* **TEXTO PROPORCIONADO**
------------------------------------------------------------------------
Y ahí viene el segundo elemento que quiero rescatar de esta vivencia y es la libertad, el regalo más grande que nos da escalar. Y no solo la libertad de irte a la roca, de sentirse despojado de las presiones externas e internas, del tráfico, etc. Es el sentirse realmente libre, incluso de decir “no quiero seguir escalando”. Están creciendo frente a la decisión de avanzar o no en una ruta, sabiendo que ello depende de sí mismos y no de alguien más; esto es algo realmente poderoso.
Obvio, uno está del otro lado, haciendo fuerza para que no se bajen, a veces incluso, hablando de más. Me he visto en varias ocasiones diciéndole, “tú puedes”, “no te bajes”, “esa la sacas fácil”. Error, porque nadie me preguntó, es su experiencia y es su decisión seguir o no. Nuestro rol, es darle la seguridad de que estamos ahí, para que se sientan realmente libres, sin presiones, que vivan la escalada desde la libertad de decidir. No es vivir a través de ellos, es vivir con ellos, acompañar este momento tan importante.
------------------------------------------------------------------------
Datos de localización de puntos

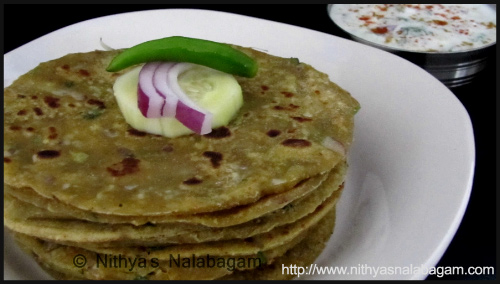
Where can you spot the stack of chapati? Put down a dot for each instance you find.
(91, 198)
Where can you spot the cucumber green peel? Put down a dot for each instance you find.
(212, 54)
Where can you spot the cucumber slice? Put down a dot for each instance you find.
(213, 90)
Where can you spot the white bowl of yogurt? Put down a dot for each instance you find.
(450, 41)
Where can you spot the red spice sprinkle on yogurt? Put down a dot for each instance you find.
(420, 27)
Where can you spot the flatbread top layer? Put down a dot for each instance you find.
(66, 138)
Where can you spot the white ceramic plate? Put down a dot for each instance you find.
(411, 165)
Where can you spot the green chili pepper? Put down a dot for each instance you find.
(212, 54)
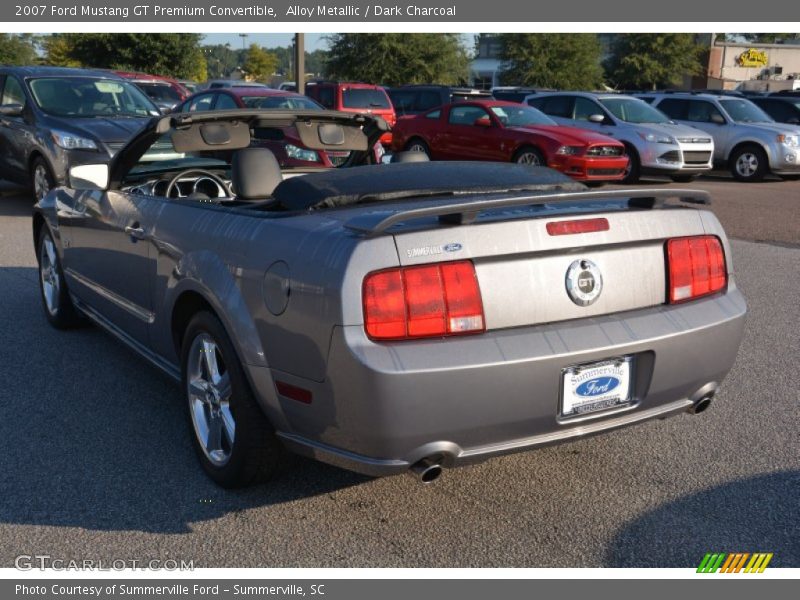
------------------------------------------------------------------------
* **TAREAS A REALIZAR**
1/ Resume en dos oraciones el texto sobre la libertad en la escalada.
2/ Responde estas preguntas sobre el texto de la libertad en la escalada:
(a) ¿Qué lugar ocupa la libertad entre los elementos que se quieren rescatar de la vivencia?
(b) ¿Qué frases se ha visto diciendo en varias ocasiones quien escribe?
(c) ¿Cuál es el rol de quien acompaña, según el texto?
3/ Por favor, continúa el texto sobre la libertad en la escalada a partir de su última oración.

* **RESPUESTAS**
1/ La libertad es el regalo más grande que da escalar: no solo la de irse a la roca, sino la de sentirse realmente libre, incluso para decir "no quiero seguir escalando", sabiendo que avanzar o no en una ruta depende de uno mismo. Quien está del otro lado no debe presionar, porque es la experiencia y la decisión de quien escala seguir o no, y su rol es darle la seguridad de que está ahí para que viva la escalada desde la libertad de decidir.

2/
(a) Es el segundo elemento.
(b) "Tú puedes", "no te bajes" y "esa la sacas fácil".
(c) Darles la seguridad de que está ahí, para que se sientan realmente libres, sin presiones, y vivan la escalada desde la libertad de decidir.

3/
Asegurarles que el grigri está bien puesto, que el crashpad no se va a mover, pero sobre todo que nadie les va a juzgar; que es un momento con ellos mismos, ellos y la roca, o la ruta, o la cuerda o el top. Ellos y nadie más. Crecer así sin duda, te da un superpoder para el resto de la vida.
Por último, debo rescatar que vivimos tiempos complejos, atravesamos una pandemia, criamos en años de encerramiento, algo en esta generación pudo haberse roto y no lo entendemos aún al 100%, a duras penas estamos entendiendo que nos ha pasado a los adultos. Es por esto que creo, porque además lo veo cada día, que este deporte nos está permitiendo retomar cosas que se perdieron para ellos y para nosotros durante casi dos años, especialmente cruciales para su formación como seres humanos. Pero también para nosotros, para los adultos que les acompañamos. Ir a la roca, vivir a pleno el contacto con la naturaleza, la tierra, el aire, las plantas; nos permite darle vida a algo que se nos prohibió.
Nos quisieron sacar a la fuerza la libertad, la decisión incluso de respirar. Pero aun peor, no quisieron cercenar el contacto con los demás, el vínculo, la vida en comunidad. Que es para mi el tercer elemento trascendental de la escalada, somos familia. Es imposible escalar si no confias en tu gente, en quienes están ahí para ti, y poder volver a la roca, al muro, al rocódromo, para grandes y pequeños nos permitió resistir.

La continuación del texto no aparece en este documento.